Exercise directions: Report each line in the data below that contains the string "shorts", copying those lines in full. Matching is case-sensitive.

Material supplied:
————————

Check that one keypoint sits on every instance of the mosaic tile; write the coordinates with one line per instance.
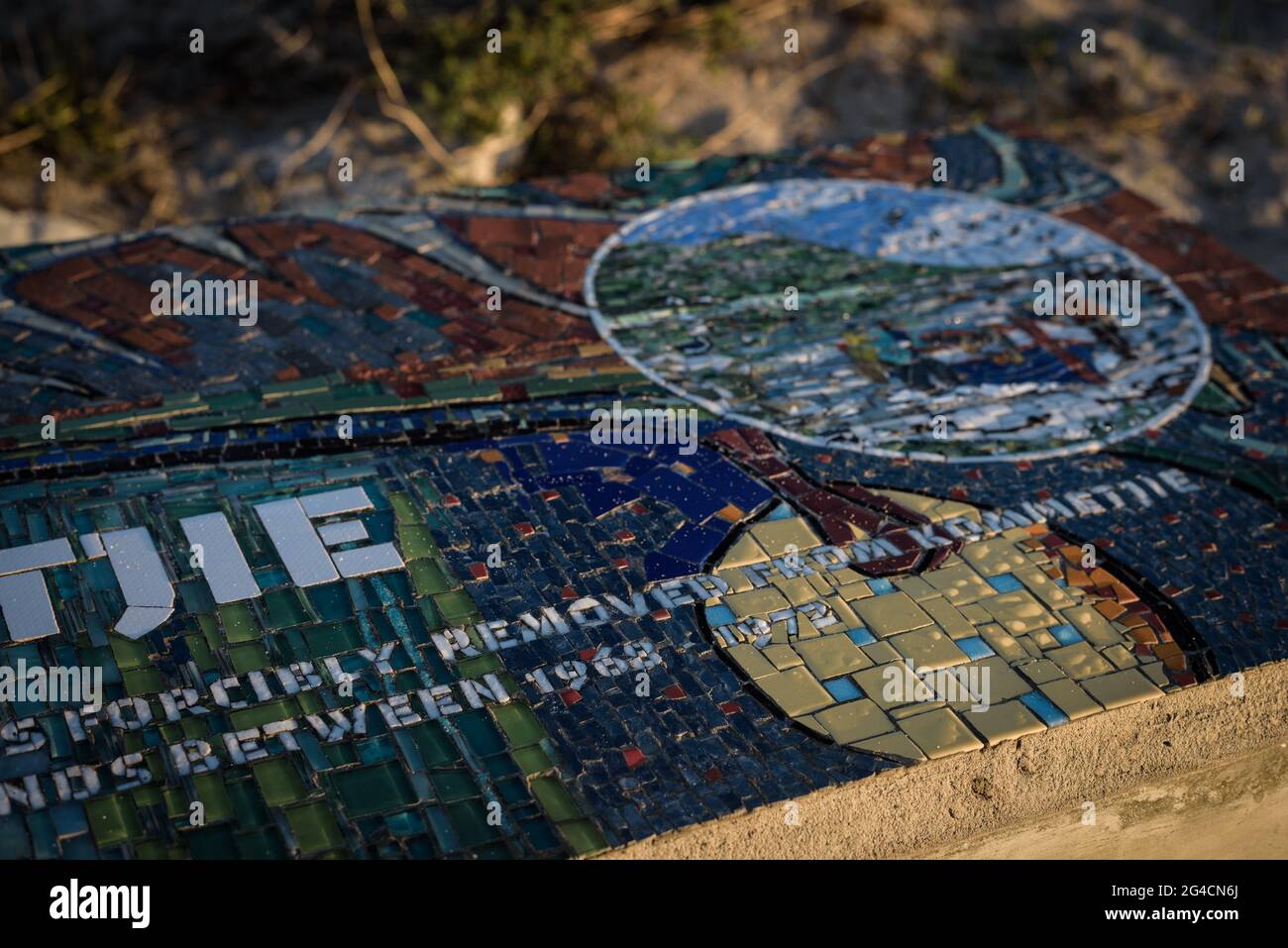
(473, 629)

————————

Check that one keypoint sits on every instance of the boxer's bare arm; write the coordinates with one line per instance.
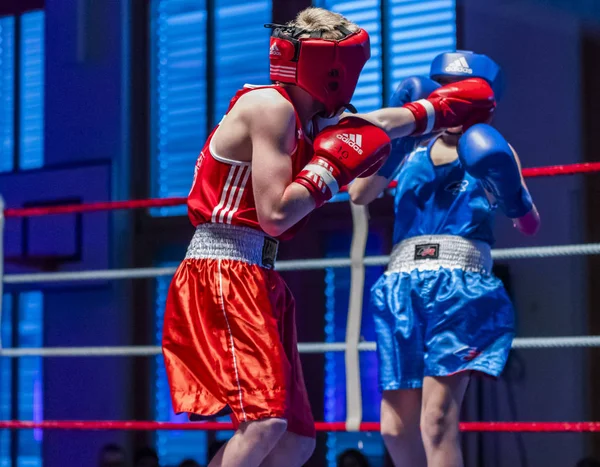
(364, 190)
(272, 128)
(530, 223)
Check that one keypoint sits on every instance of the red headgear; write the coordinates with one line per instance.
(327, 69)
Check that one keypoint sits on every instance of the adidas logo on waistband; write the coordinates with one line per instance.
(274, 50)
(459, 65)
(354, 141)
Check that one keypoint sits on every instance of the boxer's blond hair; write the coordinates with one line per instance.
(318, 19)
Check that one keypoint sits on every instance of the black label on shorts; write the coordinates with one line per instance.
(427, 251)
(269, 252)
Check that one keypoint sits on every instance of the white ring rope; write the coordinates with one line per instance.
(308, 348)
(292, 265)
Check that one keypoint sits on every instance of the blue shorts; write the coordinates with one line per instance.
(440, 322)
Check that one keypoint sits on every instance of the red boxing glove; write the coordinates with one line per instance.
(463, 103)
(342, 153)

————————

Exercise result:
Check that one keypoint sits on every instance of the black label on shorts; write the coordinates with one line per instance.
Check that one keypoint sits on every instance of the blue shorts; write the coordinates with one line per instance.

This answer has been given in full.